ASSIGNED TASK. Find the line holding "mark the number 4" in the entries below. Give it again exactly, along with every line after it up to and including the line holding "mark the parked".

PROVIDED MATERIAL.
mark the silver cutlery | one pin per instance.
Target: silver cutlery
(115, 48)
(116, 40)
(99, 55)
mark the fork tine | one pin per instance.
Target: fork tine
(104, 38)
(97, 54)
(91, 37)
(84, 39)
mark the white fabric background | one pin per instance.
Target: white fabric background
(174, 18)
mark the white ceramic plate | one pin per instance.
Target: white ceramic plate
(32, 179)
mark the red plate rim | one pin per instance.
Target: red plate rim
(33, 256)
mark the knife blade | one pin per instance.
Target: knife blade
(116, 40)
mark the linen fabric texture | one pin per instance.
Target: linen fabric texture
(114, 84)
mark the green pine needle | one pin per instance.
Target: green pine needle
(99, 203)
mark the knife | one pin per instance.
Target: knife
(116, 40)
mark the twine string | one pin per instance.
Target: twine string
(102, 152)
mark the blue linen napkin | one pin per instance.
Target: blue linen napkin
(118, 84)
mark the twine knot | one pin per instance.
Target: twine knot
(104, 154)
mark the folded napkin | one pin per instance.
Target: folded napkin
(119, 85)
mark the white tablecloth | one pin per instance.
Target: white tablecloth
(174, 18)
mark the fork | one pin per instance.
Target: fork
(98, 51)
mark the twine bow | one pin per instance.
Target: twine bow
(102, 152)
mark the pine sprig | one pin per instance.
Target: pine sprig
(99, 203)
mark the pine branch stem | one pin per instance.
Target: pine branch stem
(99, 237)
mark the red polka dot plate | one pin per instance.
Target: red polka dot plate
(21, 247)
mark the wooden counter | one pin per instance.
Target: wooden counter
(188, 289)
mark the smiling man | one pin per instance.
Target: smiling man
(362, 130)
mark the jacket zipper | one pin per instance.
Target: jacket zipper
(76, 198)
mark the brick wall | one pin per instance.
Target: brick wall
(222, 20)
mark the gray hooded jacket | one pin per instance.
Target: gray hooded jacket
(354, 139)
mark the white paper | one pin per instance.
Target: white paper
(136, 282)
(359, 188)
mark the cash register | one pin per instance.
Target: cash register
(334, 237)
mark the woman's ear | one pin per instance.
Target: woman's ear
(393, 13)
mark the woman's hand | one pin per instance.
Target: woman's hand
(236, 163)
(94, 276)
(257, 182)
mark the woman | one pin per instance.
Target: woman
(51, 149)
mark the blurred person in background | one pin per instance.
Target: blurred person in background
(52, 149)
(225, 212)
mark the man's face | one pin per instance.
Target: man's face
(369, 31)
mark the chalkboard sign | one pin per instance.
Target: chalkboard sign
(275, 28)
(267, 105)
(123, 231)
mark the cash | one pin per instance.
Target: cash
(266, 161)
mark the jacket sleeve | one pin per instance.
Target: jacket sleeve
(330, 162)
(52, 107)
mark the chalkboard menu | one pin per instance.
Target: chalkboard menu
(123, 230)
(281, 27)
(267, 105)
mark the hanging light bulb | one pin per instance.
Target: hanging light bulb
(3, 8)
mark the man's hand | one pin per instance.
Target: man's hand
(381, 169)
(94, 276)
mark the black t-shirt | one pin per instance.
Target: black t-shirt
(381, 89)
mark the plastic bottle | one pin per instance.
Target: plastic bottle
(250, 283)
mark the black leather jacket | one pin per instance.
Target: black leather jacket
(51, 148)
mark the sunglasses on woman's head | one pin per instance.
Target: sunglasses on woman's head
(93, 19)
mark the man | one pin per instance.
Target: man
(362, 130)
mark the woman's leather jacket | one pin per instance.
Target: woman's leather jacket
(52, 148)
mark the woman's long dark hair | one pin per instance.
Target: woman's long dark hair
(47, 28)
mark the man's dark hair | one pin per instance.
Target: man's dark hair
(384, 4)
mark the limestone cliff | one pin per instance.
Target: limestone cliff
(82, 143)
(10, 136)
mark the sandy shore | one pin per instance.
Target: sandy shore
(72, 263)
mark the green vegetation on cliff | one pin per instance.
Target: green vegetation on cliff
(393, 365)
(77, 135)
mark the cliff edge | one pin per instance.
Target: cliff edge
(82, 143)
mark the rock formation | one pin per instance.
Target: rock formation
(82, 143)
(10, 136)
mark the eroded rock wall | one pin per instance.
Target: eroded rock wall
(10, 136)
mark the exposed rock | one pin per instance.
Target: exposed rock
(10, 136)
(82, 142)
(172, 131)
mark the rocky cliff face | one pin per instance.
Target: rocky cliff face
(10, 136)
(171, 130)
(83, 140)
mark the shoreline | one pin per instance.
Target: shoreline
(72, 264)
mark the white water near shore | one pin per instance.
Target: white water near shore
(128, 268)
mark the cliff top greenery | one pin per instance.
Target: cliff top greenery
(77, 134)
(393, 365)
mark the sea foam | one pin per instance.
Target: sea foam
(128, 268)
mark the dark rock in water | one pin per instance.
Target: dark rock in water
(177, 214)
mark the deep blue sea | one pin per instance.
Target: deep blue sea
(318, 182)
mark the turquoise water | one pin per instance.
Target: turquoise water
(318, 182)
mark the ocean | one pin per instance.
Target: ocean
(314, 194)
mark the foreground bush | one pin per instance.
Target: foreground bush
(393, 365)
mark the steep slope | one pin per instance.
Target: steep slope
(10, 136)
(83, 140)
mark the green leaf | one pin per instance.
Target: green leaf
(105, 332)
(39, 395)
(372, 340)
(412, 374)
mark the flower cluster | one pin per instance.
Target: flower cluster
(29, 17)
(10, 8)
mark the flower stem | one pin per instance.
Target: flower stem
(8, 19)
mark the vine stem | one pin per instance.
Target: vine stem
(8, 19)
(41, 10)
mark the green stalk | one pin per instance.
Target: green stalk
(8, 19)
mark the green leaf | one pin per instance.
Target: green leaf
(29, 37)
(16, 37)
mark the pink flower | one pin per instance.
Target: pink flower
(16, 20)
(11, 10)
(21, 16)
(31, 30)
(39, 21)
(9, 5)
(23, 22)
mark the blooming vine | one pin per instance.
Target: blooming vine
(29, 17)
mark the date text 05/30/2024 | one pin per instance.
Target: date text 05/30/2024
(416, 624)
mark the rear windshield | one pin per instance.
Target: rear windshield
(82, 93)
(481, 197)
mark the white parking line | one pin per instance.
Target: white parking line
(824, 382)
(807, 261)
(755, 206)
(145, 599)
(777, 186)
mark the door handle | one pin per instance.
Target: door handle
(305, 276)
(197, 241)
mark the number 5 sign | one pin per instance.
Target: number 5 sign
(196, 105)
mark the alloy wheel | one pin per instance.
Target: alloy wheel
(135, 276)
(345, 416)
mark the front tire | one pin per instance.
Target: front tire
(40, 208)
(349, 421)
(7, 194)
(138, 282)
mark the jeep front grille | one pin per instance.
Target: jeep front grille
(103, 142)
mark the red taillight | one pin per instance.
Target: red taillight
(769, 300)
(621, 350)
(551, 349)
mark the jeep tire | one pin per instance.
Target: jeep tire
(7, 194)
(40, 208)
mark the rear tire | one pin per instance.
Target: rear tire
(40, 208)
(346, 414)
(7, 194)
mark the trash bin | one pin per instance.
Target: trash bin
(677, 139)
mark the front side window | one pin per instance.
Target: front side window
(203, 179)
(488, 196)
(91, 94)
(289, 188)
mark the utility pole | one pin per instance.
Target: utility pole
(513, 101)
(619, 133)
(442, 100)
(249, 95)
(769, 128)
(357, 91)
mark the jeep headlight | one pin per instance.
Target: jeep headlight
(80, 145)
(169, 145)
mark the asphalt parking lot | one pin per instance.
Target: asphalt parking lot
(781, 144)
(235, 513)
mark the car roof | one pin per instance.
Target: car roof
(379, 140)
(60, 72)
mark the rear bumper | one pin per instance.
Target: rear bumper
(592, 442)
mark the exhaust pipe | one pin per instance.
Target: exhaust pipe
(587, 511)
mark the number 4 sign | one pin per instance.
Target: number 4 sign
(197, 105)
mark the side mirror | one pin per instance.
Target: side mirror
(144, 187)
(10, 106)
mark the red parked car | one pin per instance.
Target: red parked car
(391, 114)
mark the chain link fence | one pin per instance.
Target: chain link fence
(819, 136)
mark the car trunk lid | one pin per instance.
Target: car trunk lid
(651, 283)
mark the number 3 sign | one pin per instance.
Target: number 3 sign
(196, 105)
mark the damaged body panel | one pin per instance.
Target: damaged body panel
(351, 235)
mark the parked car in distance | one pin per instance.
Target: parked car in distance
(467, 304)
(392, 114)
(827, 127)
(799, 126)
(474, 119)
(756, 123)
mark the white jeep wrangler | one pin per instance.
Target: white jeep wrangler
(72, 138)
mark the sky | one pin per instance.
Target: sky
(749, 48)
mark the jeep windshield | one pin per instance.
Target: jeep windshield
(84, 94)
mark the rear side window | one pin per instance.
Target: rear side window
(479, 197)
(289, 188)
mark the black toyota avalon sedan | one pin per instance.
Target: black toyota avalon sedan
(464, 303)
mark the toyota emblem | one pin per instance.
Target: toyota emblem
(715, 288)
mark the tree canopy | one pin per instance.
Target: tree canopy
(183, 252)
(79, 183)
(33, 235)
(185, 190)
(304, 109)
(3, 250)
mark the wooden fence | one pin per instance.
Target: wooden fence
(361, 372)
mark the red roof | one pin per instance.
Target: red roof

REPLY TO THE EXERCISE.
mark the number 4 sign | one pin per instance.
Target: number 4 sign
(197, 105)
mark the side mirror | one pin per instance.
Target: side mirror
(144, 187)
(10, 106)
mark the red parked car | one pin per instance.
Target: red parked car
(391, 114)
mark the chain link fence | one pin per instance.
Target: chain link fence
(819, 136)
mark the car trunk lid | one pin per instance.
Target: car trunk lid
(651, 283)
mark the number 3 sign | one pin per instance.
Target: number 3 sign
(196, 105)
mark the damaged body panel | one pin per instance.
Target: damaged body panel
(351, 235)
mark the parked car in distance | one pin per instance.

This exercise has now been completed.